Shortly after we set up our temporary camp here in New Mexico, we gave the wind a name: we call it Bruno. If you’ve been living under a rock and somehow don’t get the reference to the incredibly catchy “We Don’t Talk About Bruno”, enjoy:
After living in the swamp of the east coast for nearly a decade, spending several years on the side of a mountain in Montana, and living in Islamabad’s 100+ degree heat & 100+ % humidity, I thought I had a handle on weather.
Feet of snow?
Cool, we have the tools and gear for that.
Barefoot snow yoga? Refreshing.
Air so thick with moisture you can nearly slice it?
I don’t love it, but I can deal.
Dry heat that makes your skin feel baked-through?
Also not my favorite, but I’ve accepted that now we live in the desert and heat is something I’ll come to terms with. Plus, now that our well is successfully pumping water, I have a stock tank swimming pool.
What I hadn’t truly accounted for in our move to the desert of New Mexico?
Wind.
Apparently, it gets windy out here. (Which we knew, on paper, when we bought our land. Turns out, experiencing 50+ mph gusting on the regular isn’t quite the same as intellectually knowing a place gets wind.)
The wind is, apparently, worst in the spring. Otherwise known as right when we arrived at our land, without any significant shelter or traditional rigid protection from the elements. And as we’d talk about the wind in an effort to grapple with our shock and dismay, it seemed to summon this element as if we were inviting it out to play.
So, we started to call it Bruno.

##############################

◆ **Directions**:
1) Decide whether each statement below agrees with the post about the New Mexico wind, and answer yes or no, quoting the words that settle it. (a) The wind is worst in the spring. (b) The writer did not know the area was windy when buying the land. (c) The writer has a stock tank swimming pool.
2) Using the post about the New Mexico wind, answer these questions:
(a) How long did the writer live on the east coast?
(b) What wind gust speed does the writer experience regularly?
(c) What name was given to the wind?
3) List every geographic place named in the post about the New Mexico wind.

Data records
##############################

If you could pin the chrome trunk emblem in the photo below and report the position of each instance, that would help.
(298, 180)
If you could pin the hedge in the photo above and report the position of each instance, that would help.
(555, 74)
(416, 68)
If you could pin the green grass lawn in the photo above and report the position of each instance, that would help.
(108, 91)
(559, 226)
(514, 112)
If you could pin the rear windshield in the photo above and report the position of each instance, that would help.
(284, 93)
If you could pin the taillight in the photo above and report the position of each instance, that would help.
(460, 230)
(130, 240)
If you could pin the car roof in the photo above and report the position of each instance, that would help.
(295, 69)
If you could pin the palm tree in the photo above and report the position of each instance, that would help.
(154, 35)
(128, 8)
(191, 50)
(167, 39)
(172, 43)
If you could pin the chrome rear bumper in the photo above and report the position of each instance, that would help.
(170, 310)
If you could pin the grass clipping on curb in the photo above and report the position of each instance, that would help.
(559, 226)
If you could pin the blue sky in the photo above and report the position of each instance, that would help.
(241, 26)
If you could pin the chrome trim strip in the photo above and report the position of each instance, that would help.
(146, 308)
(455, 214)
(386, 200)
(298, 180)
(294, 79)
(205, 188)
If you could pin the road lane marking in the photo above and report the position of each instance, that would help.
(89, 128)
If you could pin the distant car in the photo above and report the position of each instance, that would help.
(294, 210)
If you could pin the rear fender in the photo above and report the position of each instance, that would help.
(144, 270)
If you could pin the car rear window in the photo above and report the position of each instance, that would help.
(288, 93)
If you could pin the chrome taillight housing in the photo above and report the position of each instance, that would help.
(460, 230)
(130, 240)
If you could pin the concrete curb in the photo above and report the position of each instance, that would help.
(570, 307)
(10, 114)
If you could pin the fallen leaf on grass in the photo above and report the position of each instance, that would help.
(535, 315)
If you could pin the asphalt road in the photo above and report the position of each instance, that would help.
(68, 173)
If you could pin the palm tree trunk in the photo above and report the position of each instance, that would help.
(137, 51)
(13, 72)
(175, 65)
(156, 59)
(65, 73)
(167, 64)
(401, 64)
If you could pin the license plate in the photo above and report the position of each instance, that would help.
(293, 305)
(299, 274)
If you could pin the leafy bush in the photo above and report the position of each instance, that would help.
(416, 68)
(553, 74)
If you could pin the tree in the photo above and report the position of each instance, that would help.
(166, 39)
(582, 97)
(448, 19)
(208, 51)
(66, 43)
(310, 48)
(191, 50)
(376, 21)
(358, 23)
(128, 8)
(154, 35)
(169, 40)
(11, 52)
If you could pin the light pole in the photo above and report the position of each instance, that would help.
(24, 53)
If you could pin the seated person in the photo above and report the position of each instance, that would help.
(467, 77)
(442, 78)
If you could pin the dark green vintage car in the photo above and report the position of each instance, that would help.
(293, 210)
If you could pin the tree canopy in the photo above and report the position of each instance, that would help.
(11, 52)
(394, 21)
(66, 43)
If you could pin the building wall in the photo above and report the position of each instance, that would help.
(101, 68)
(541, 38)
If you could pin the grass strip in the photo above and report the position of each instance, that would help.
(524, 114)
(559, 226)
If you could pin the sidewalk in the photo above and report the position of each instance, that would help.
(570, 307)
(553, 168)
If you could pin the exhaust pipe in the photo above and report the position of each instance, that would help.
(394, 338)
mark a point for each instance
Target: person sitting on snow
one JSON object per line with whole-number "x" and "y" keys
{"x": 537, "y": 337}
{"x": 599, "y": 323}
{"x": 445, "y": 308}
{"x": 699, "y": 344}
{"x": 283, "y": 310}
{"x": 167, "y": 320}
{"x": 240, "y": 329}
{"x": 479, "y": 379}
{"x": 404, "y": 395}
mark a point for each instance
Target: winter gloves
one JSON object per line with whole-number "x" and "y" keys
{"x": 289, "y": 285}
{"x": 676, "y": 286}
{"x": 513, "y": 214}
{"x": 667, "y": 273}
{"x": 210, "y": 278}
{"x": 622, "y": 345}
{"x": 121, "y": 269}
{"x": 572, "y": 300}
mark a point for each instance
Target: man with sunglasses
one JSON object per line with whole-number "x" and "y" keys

##############################

◆ **Solutions per task**:
1)
(a) Yes: "The wind is, apparently, worst in the spring."
(b) No: "Which we knew, on paper, when we bought our land."
(c) Yes: "Plus, now that our well is successfully pumping water, I have a stock tank swimming pool."

2)
(a) Nearly a decade.
(b) 50+ mph.
(c) Bruno.

3)
New Mexico
the east coast
Montana
Islamabad